(To do): Give back exactly the line containing "the black leather" together with all the lines after it, ending at the final line below.

(Available data):
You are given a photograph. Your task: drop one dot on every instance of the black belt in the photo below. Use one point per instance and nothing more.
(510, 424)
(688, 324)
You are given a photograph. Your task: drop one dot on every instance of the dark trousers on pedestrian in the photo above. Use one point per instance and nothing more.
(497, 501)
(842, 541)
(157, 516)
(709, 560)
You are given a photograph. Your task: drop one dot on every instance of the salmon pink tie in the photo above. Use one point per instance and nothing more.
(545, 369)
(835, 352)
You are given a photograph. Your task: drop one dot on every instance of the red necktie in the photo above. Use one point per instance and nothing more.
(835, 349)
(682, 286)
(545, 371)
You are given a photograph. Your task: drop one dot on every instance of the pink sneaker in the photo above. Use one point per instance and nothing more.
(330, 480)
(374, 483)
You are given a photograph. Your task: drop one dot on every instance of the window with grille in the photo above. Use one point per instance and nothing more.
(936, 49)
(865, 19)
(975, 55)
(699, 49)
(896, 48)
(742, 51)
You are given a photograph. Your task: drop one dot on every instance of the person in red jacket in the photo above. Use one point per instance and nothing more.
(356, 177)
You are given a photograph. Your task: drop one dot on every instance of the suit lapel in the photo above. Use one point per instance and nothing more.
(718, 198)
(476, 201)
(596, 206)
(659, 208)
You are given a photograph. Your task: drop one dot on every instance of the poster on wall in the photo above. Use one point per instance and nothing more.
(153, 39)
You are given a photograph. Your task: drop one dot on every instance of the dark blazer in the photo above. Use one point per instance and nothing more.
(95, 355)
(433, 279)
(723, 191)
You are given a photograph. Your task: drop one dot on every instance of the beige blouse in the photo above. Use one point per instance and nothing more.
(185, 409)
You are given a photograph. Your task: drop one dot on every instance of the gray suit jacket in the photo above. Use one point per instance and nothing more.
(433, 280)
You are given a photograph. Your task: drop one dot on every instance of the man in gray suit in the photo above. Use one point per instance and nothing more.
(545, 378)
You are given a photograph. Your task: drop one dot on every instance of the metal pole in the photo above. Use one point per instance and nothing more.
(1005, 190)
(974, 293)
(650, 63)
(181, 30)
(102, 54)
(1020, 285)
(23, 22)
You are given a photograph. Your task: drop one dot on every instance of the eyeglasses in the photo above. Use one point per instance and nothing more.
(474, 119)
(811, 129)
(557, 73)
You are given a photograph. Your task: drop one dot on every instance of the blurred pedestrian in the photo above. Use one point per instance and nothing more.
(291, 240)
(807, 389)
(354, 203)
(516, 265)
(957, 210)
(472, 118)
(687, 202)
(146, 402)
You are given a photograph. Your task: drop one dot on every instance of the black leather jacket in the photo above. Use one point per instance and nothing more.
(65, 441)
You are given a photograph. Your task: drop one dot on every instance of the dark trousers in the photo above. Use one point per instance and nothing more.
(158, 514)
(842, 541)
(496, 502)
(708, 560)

(Answer area):
You are given a photograph. Your task: drop one dot on every instance of the black leather jacket in the photo above. Use one point per instance and nothing more.
(65, 441)
You are given a photograph. Your task: drop one dot on every instance of the dark trousers in the photo above. Use one point per instance and nothing more.
(158, 514)
(842, 541)
(496, 502)
(708, 560)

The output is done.